---------- Texto exibido

Feiras livres também continuam sendo uma opção. A capital possui uma quantidade imensa delas e a ferramenta FeiraMaps da prefeitura pode ser utilizada para procurar a feira mais próxima e com funcionamento no dia mais conveniente da semana. Para Grande São Paulo e Aglomeração Urbana de Jundiaí, acesse o link correspondente ao município: Diadema, Santo André (Craisa), São Bernardo do Campo, São Caetano do Sul, Mauá, Rio Grande da Serra, Mogi das Cruzes, Guararema, Santa Isabel, Osasco, Barueri, Embu das Artes, Caieiras e Jundiaí. Observação: os levantamentos foram feitos a partir dos sites oficiais das prefeituras, para municípios como Cotia e Santana de Parnaíba, há informações em páginas de terceiros.

--------------------

> _Tarefas e exercícios_:
(1) De acordo com o texto sobre feiras livres, que ferramenta da prefeitura da capital serve para procurar a feira mais próxima?
(2) Reproduza o trecho do texto sobre feiras livres que vai de "Feiras livres também" até "páginas de terceiros.".
(3) Escreva a continuação do texto sobre feiras livres, começando logo depois da última frase.

---------- Informações exibidas

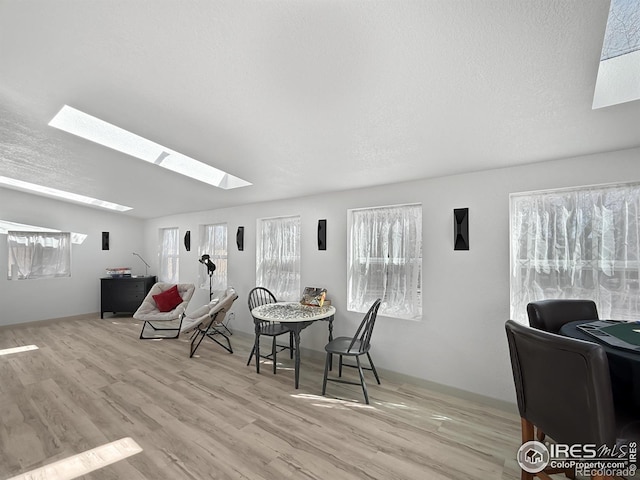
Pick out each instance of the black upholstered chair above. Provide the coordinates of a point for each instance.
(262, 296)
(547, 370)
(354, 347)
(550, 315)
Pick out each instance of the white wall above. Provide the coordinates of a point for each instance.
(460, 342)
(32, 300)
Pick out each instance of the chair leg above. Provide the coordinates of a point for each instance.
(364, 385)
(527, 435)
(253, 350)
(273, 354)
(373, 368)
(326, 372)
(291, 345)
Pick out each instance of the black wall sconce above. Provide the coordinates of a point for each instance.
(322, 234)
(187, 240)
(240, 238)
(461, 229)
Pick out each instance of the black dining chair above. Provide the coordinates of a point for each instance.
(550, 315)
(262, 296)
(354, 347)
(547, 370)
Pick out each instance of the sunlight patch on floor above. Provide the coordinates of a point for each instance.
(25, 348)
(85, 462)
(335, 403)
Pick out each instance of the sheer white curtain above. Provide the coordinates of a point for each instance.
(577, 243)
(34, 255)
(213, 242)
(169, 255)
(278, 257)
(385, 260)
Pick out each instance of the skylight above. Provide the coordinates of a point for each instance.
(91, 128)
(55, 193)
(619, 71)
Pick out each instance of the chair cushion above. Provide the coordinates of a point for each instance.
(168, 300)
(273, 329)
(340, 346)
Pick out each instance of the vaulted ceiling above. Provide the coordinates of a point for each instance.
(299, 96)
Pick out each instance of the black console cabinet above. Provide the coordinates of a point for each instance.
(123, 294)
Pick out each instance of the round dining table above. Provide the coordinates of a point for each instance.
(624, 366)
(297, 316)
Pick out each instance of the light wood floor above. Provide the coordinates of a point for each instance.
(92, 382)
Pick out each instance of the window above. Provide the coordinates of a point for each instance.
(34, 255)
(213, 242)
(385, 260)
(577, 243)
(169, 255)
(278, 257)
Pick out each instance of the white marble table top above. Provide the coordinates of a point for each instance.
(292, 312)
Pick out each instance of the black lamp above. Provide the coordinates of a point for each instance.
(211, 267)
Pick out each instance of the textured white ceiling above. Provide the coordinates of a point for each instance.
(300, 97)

--------------------

> _Resultados por tarefa_:
(1) A ferramenta FeiraMaps.

(2)
Feiras livres também continuam sendo uma opção. A capital possui uma quantidade imensa delas e a ferramenta FeiraMaps da prefeitura pode ser utilizada para procurar a feira mais próxima e com funcionamento no dia mais conveniente da semana. Para Grande São Paulo e Aglomeração Urbana de Jundiaí, acesse o link correspondente ao município: Diadema, Santo André (Craisa), São Bernardo do Campo, São Caetano do Sul, Mauá, Rio Grande da Serra, Mogi das Cruzes, Guararema, Santa Isabel, Osasco, Barueri, Embu das Artes, Caieiras e Jundiaí. Observação: os levantamentos foram feitos a partir dos sites oficiais das prefeituras, para municípios como Cotia e Santana de Parnaíba, há informações em páginas de terceiros.

(3)
E assim como acontece com alguns shopping centers, existem lojas integradas ou muito próximas de estações, como são os casos a seguir: Extra integrado ao Shopping Metrô Itaquera (Estação Corinthians-Itaquera, Linha 3-Vermelha e Linha 11-Coral); Carrefour integrado ao Shopping Eldorado (Estação Hebraica-Rebouças, Linha 9-Esmeralda); das cercanias da Estação Estudantes (Linha 11-Coral), que contam com D’avó, Alabarce e Extra; do Extra integrado ao Grand Plaza Shopping (Estação Prefeito Celso Daniel-Santo André, Linha 10-Turquesa); do Sonda fronteiriço ao Mooca Plaza Shopping (Estação Ipiranga, Linha 10-Turquesa) e; do Carrefour nas proximidades da Estação Granja Julieta (Linha 9-Esmeralda), para não nos prolongarmos ainda mais, pois existem ainda muitas outras possibilidades.
Finalmente dependendo da loja, também é possível solicitar a entrega da compra (na Zona Leste da capital, o Higa’s realiza entregas, por exemplo), além disso, várias redes contam com serviço de comércio eletrônico, geralmente bastando que o cliente consulte a disponibilidade fornecendo o CEP de seu endereço. Caso tenha ficado interessado em comprar pela Internet, confira algumas opções a seguir: Carrefour, Dia, Extra, Mambo, Pão de Açúcar, Sonda e Veran.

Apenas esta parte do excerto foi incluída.